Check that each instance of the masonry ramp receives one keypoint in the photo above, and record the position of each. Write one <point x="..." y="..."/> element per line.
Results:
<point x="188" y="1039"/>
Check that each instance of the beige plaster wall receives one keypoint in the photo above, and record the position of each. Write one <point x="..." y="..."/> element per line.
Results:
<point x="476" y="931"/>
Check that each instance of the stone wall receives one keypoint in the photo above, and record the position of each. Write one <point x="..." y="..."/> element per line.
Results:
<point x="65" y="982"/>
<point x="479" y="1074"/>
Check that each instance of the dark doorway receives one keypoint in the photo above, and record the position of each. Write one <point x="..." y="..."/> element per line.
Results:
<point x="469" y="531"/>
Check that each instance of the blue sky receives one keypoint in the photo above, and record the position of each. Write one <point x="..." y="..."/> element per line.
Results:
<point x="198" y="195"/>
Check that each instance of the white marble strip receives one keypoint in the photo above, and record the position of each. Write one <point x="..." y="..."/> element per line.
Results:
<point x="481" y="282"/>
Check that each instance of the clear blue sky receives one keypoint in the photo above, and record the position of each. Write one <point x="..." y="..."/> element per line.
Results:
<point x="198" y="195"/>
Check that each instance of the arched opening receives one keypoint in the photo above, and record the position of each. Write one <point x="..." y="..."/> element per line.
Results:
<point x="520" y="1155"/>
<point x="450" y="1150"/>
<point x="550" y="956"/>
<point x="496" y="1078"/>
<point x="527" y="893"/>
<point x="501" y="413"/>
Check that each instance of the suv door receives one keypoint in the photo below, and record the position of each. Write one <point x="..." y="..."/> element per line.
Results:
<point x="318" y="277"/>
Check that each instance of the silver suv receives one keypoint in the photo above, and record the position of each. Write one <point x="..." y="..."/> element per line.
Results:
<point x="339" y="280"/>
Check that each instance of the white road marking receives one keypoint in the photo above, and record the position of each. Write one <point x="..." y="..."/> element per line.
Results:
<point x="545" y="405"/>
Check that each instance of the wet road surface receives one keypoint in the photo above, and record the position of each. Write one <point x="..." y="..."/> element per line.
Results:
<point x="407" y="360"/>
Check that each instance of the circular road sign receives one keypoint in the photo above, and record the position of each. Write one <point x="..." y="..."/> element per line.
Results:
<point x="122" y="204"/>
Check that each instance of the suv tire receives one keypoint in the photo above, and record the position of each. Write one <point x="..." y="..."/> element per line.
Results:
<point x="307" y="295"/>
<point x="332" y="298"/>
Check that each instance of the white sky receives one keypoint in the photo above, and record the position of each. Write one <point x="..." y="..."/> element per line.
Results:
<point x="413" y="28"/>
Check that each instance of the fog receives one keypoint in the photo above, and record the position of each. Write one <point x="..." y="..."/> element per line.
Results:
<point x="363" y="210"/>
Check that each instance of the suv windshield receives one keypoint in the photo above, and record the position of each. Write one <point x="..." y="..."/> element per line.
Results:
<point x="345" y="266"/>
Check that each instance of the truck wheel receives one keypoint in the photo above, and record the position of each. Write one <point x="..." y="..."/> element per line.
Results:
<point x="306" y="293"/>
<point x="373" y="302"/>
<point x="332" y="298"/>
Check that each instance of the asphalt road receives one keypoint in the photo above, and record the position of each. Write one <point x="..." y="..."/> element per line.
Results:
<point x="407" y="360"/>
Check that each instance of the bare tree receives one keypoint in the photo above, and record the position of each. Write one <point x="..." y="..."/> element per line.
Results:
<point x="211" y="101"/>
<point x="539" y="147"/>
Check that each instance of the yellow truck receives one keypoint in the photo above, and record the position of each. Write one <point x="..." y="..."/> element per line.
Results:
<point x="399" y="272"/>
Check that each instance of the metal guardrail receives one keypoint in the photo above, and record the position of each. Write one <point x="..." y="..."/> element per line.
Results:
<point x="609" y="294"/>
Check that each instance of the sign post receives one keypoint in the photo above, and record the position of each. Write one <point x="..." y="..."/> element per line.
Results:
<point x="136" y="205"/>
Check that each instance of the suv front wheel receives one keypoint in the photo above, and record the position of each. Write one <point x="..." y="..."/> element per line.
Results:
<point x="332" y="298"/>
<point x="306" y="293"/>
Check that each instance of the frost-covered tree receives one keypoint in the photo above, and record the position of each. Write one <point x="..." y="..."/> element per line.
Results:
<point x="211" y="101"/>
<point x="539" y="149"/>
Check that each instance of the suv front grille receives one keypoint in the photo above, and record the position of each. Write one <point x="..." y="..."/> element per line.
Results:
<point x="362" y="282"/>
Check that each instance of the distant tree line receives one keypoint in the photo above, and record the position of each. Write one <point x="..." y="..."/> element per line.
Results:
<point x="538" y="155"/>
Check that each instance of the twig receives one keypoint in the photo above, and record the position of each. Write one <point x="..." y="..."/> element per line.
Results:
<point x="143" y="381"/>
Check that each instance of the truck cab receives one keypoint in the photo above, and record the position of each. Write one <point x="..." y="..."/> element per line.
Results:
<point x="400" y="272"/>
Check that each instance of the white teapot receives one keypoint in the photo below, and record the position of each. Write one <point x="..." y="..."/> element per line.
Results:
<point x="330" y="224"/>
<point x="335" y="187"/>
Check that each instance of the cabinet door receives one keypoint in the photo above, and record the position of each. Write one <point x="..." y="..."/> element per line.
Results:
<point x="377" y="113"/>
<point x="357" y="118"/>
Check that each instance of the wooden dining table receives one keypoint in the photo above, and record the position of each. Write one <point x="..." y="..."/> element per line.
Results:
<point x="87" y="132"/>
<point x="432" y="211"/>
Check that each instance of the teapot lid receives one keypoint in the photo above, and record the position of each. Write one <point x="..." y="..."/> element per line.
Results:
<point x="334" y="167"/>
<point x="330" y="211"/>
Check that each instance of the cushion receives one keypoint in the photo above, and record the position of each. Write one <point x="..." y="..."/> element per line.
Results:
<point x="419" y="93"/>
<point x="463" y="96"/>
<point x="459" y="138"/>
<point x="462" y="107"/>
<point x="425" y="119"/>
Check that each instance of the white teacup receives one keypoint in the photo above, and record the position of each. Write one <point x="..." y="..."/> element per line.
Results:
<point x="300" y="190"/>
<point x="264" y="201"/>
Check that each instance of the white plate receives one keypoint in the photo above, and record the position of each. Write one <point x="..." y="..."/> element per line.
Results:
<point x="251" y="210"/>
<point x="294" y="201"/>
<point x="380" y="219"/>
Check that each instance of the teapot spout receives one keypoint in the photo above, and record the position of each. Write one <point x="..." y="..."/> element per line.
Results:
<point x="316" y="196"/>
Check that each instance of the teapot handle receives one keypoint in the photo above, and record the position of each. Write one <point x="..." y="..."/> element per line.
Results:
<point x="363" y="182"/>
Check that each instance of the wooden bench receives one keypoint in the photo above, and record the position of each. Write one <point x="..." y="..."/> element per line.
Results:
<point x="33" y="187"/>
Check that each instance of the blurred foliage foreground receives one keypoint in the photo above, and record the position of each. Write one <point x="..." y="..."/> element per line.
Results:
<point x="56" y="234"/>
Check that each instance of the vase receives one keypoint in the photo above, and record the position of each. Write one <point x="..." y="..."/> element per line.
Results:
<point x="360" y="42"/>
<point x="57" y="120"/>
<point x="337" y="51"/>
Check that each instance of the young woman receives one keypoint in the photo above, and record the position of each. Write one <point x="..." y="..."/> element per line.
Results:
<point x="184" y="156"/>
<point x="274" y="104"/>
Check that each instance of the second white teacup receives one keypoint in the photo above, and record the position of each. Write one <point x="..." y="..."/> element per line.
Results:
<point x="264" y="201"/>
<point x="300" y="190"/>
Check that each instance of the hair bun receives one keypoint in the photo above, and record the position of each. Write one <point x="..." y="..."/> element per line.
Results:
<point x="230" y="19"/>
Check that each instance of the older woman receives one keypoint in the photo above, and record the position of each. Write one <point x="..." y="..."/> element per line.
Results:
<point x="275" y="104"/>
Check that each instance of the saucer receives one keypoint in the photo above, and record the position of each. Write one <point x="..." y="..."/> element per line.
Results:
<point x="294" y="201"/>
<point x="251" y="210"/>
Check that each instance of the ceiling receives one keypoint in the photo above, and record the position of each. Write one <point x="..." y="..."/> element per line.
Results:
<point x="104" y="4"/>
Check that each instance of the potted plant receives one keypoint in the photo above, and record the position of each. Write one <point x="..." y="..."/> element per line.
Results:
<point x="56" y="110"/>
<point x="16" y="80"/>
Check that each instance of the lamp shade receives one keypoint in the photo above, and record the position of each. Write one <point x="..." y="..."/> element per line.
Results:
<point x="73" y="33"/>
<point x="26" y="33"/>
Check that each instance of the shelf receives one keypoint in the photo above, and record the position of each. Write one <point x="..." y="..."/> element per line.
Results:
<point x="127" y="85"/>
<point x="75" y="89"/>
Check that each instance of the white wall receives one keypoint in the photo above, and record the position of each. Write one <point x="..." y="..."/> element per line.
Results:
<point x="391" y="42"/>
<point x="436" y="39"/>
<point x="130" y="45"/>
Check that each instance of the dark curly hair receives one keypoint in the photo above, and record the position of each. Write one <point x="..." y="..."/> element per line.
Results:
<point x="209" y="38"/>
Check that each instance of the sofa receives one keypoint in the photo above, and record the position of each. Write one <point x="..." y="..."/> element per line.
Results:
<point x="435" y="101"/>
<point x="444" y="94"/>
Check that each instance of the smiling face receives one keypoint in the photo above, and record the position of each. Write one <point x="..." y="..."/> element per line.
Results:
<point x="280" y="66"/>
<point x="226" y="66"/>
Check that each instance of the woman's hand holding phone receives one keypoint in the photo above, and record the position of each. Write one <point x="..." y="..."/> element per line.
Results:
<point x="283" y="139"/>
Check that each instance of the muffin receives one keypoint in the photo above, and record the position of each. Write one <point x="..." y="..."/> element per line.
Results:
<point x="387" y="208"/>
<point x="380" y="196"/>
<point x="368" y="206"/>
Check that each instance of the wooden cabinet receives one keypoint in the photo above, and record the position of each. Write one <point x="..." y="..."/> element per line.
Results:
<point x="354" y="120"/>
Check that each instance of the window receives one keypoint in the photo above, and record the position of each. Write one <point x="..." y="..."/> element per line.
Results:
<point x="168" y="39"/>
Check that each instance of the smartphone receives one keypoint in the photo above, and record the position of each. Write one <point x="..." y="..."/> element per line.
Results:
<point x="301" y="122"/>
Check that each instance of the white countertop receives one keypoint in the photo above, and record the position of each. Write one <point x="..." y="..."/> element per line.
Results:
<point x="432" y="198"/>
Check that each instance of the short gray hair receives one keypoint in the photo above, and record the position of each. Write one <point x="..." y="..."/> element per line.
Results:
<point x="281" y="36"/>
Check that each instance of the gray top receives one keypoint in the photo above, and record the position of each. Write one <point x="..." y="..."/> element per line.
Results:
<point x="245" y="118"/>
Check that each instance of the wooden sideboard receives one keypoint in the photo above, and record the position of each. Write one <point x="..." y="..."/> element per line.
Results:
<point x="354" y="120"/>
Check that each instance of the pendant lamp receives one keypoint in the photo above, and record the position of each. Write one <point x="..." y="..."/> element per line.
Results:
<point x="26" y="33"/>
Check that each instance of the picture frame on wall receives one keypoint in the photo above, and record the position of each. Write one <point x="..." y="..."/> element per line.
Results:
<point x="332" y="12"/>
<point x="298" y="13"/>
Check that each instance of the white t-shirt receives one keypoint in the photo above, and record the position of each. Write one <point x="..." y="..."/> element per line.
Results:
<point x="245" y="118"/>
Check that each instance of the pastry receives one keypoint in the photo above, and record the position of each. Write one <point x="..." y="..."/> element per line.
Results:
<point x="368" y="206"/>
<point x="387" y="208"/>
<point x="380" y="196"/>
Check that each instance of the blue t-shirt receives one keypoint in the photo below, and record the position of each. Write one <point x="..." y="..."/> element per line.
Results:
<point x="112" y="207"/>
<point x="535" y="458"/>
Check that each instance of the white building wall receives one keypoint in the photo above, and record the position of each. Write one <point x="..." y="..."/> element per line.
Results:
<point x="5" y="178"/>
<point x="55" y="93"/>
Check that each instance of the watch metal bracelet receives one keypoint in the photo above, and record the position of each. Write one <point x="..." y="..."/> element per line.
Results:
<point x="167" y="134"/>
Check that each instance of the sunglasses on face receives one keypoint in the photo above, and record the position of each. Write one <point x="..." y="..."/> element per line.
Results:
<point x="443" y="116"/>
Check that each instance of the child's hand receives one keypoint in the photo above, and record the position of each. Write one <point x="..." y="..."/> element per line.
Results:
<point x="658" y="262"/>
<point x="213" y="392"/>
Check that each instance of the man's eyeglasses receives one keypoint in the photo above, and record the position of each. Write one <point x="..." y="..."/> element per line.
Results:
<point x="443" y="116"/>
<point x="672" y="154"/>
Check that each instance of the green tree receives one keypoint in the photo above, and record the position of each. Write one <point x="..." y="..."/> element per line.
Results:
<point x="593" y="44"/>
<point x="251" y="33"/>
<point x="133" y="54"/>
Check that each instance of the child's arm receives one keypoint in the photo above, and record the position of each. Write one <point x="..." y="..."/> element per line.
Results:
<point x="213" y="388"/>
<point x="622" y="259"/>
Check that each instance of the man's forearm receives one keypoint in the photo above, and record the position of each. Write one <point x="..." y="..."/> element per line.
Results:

++++

SET TASK: Copy out exactly the lines from the line with "Check that each instance of the green" to the end of the listing, including both of those lines, and give nothing else.

RESULT FOR THIS EXERCISE:
Check that each instance of the green tree receives one keypoint in the photo above, and record the position of each. Write one <point x="..." y="..."/> element per line.
Results:
<point x="593" y="44"/>
<point x="251" y="33"/>
<point x="133" y="54"/>
Check that each instance of the child's arm receives one keypoint in the photo above, and record the position of each. Write one <point x="..." y="..."/> element per line.
Results:
<point x="213" y="388"/>
<point x="622" y="259"/>
Check that each instance of the man's forearm receives one keypoint in the photo above, and record the position of each. Write one <point x="..." y="..."/> element per line.
Results:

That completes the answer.